### Work instructions
The full listing below should be repeated exactly.

### Input records
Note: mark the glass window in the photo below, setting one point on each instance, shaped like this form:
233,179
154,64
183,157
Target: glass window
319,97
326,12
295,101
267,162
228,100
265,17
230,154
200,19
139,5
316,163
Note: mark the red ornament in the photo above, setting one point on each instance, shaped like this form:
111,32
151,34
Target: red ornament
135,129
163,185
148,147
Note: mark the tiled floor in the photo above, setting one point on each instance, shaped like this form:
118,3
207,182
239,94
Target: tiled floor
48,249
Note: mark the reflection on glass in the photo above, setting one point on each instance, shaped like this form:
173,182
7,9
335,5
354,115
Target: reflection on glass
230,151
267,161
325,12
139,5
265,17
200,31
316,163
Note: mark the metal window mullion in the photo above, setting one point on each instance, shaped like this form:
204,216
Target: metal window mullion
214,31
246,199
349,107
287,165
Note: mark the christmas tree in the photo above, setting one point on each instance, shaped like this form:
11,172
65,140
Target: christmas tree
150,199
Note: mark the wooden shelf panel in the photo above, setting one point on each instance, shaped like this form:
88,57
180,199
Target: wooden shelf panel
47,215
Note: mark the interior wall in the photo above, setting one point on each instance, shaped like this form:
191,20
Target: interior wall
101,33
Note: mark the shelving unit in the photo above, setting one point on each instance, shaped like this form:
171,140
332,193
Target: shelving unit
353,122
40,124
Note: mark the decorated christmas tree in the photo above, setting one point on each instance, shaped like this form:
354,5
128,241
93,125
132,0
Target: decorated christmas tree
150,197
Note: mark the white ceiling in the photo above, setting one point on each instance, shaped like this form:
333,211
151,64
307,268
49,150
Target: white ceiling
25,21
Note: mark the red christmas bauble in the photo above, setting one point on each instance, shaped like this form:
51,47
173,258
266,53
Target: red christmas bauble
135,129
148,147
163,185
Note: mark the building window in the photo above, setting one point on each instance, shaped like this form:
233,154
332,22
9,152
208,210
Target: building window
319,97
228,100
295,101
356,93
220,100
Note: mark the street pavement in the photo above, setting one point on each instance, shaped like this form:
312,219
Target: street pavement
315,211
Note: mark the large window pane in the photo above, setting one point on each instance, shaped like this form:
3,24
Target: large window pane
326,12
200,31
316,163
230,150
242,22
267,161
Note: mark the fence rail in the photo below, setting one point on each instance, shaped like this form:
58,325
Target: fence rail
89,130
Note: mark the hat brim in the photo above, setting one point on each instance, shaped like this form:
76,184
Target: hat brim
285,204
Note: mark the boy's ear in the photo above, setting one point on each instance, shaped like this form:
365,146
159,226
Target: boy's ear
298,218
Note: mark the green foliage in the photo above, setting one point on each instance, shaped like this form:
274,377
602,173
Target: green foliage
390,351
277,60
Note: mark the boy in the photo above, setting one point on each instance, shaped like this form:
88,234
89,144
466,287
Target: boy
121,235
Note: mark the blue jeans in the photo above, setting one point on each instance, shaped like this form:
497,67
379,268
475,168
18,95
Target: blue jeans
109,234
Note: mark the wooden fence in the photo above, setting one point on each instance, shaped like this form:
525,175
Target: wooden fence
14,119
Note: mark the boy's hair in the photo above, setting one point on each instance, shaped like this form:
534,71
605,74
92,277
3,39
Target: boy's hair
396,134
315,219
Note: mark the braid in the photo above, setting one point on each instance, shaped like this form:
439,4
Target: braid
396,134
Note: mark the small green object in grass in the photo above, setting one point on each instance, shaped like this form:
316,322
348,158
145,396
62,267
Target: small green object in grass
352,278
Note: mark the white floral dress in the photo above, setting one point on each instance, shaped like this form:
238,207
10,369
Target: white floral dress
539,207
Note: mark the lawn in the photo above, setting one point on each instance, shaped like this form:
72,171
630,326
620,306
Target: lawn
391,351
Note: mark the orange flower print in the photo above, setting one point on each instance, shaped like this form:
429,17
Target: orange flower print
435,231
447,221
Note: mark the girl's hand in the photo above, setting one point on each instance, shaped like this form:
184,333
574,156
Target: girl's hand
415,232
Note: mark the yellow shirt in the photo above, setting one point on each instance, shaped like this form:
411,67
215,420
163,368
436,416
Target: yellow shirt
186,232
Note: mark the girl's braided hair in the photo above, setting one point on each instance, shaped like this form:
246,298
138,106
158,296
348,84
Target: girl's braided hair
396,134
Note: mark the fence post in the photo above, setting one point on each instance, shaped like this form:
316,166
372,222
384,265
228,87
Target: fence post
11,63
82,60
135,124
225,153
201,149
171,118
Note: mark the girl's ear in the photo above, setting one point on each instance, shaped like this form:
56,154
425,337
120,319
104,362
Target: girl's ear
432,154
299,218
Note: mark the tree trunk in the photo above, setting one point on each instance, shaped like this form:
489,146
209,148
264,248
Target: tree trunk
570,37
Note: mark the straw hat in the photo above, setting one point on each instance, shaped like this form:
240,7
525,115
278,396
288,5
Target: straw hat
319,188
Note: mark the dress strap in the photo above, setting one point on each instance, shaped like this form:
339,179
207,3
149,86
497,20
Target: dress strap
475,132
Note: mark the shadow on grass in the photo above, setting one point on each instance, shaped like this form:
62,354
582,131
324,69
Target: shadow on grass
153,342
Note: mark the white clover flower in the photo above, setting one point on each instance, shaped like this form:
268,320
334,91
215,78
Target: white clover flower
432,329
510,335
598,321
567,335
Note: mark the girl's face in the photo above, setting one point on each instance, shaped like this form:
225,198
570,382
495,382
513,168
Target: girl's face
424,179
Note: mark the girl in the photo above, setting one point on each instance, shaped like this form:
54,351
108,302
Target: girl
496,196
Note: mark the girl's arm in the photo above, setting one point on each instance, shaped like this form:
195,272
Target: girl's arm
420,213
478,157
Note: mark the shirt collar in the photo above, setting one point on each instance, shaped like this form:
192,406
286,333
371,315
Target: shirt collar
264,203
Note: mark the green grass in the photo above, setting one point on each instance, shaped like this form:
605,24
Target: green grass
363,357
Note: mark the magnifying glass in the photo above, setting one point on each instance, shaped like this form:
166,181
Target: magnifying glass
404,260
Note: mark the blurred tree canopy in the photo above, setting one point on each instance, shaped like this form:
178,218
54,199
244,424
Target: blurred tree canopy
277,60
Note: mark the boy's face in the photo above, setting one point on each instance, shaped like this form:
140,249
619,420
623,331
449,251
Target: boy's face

### Worked solution
Note: mark the glass window in the photo below, setting one point on each instance, shaped like this form:
233,179
154,64
183,157
Target: glass window
319,97
326,12
295,101
267,162
228,100
265,17
230,154
200,19
139,5
316,163
Note: mark the red ornament in the photo above, setting one point on each instance, shaped like this form:
111,32
151,34
Target: red ornament
135,129
163,185
148,147
Note: mark the tiled floor in the photo above, setting one point on each instance, shaped like this form:
118,3
207,182
239,94
Target: tiled floor
48,249
Note: mark the reflection on glass in the photo above, setting one point on each instance, shaped like this form:
173,182
7,9
335,5
354,115
Target: reflection on glass
230,151
267,161
325,12
139,5
265,17
200,31
316,163
Note: mark the metal window mullion in the photo above, setting one point on each instance, shaped like this form:
204,216
Target: metal window mullion
214,31
246,199
349,107
287,165
Note: mark the christmas tree in the photo above, setting one point on each instance, shaped like this form:
11,172
65,140
Target: christmas tree
150,199
Note: mark the wooden shelf panel in the photo above, setting one point on each instance, shaped like this form:
88,57
180,199
Target: wooden shelf panel
47,215
Note: mark the interior wall in the photo above, setting one point on each instance, shaped like this form:
191,20
Target: interior wall
101,33
Note: mark the shelving unit in the photo above, setting one point on each instance, shaped like this form:
171,140
332,193
Target: shelving unit
353,122
40,124
Note: mark the decorated christmas tree in the photo above, setting one point on each instance, shaped like this form:
354,5
128,241
93,125
132,0
Target: decorated christmas tree
150,197
Note: mark the white ceiling in the photo above, setting one point on each instance, shaped like this form:
333,211
151,64
307,268
49,150
Target: white ceiling
25,21
Note: mark the red christmas bauble in the photo above, setting one point on each instance, shaped like this form:
51,47
173,258
266,53
Target: red christmas bauble
135,129
148,147
163,185
Note: mark the building window in the photo above, setting one point on each instance, shaped like this form:
233,154
332,22
9,152
208,210
Target: building window
319,97
228,100
295,101
356,93
220,100
Note: mark the street pavement in the photo above, setting one point on each instance, shaped like this form:
312,219
Target: street pavement
315,211
Note: mark the large window pane in the photo above, setting one point on each instance, shaped like this form:
3,24
Target: large window pane
326,12
200,31
316,163
230,150
242,22
267,161
Note: mark the fence rail in the photo below, setting one point on each instance, shaped like this form:
58,325
Target: fence rail
89,130
Note: mark the hat brim in the photo above, setting one point on each instance, shaped like this form:
76,184
Target: hat brim
285,204
Note: mark the boy's ear in the photo above, setting one point on each instance, shaped like this form:
365,146
159,226
Target: boy's ear
298,218
Note: mark the green foliage in the photo above, setting one point on each instance, shaped like this form:
274,377
602,173
Target: green foliage
390,351
277,60
Note: mark the boy in the photo above, setting one point on each instance, shaped like this form:
88,234
89,144
466,287
Target: boy
121,235
Note: mark the blue jeans in the photo above, setting one point on each instance, shaped like this form:
497,67
379,268
475,168
18,95
Target: blue jeans
109,234
Note: mark the wooden fence in the photo above, setting one point on each instance, shaped like this form:
525,175
Target: wooden fence
14,119
Note: mark the boy's hair in the photo above, setting one point on each instance, shaped like this form:
534,71
605,74
92,277
3,39
Target: boy's hair
396,134
315,219
Note: mark the braid in the photo above, setting one point on each instance, shaped like this form:
439,4
Target: braid
396,134
Note: mark the small green object in grass in the photo above, setting one point on each instance, shaped like this form:
316,322
348,158
145,396
62,267
Target: small green object in grass
352,278
Note: mark the white floral dress in the photo above, setting one point on each instance, shaped like this form:
238,207
10,369
Target: white floral dress
539,207
Note: mark the lawn in the photo above, setting one point on each instance, shaped like this form:
72,171
630,326
620,306
Target: lawn
391,351
Note: mark the orange flower print in the photo above, setting one point on each instance, shaped like this form:
429,17
Target: orange flower print
435,231
447,221
Note: mark the girl's hand in the photo above, setting one point on each instance, shaped like this form:
184,333
574,156
Target: girl's hand
415,232
Note: mark the yellow shirt in the photo above, setting one point on each instance, shaped like this form:
411,67
215,420
163,368
436,416
Target: yellow shirt
186,232
Note: mark the girl's braided hair in the photo above, setting one point on each instance, shaped like this form:
246,298
138,106
158,296
348,84
Target: girl's braided hair
396,134
Note: mark the fence post in the photo above, setting one point on each instance, shaped like this form:
316,166
372,222
384,265
228,87
Target: fence post
11,63
82,60
135,124
225,153
201,149
171,118
Note: mark the girl's ear in the photo above, setting one point on each instance, shaped like this form:
56,154
425,337
120,319
104,362
Target: girl's ear
432,154
299,218
Note: mark the tree trunk in the photo above, setting one point on each instance, shaped like this form:
489,146
209,148
264,248
Target: tree trunk
570,37
Note: mark the straw hat in the photo above, setting one point on each instance, shaped like this form:
240,7
525,115
278,396
288,5
Target: straw hat
319,188
Note: mark the dress strap in the photo above, setting one point on each instance, shaped like this form:
339,179
207,3
149,86
497,20
Target: dress strap
475,132
Note: mark the shadow on grass in the photo above, setting one point on each instance, shaped like this form:
62,354
582,131
324,69
Target: shadow on grass
153,342
Note: mark the white clover flower in the photo above, setting one point on each instance, shaped like this form:
268,320
334,91
215,78
Target: white clover flower
432,329
510,335
598,321
567,335
Note: mark the girl's face in the photo above, setting one point on each instance, shaped like this form:
225,198
570,382
495,382
513,168
Target: girl's face
424,179
Note: mark the girl in the photo above, setting one point on each instance, shaped like this form:
54,351
108,302
Target: girl
496,196
Note: mark the girl's arm in the photo above, setting one point on each instance, shaped like this form:
195,272
Target: girl's arm
420,213
478,157
Note: mark the shirt collar in the photo above, setting one point on each instance, shaped like this form:
192,406
286,333
371,315
Target: shirt collar
264,203
Note: mark the green grass in the photo above, setting one point on each instance, shaped like this form:
605,24
Target: green grass
363,357
Note: mark the magnifying glass in the photo above, setting one point on each instance, shaped like this form:
166,181
Target: magnifying glass
404,260
Note: mark the blurred tree canopy in the photo above, setting one point on each instance, shaped like this form:
178,218
54,199
244,424
Target: blurred tree canopy
277,60
Note: mark the boy's face in the photo above, setting one point on each instance, shaped like this form:
140,249
619,420
623,331
449,251
Target: boy's face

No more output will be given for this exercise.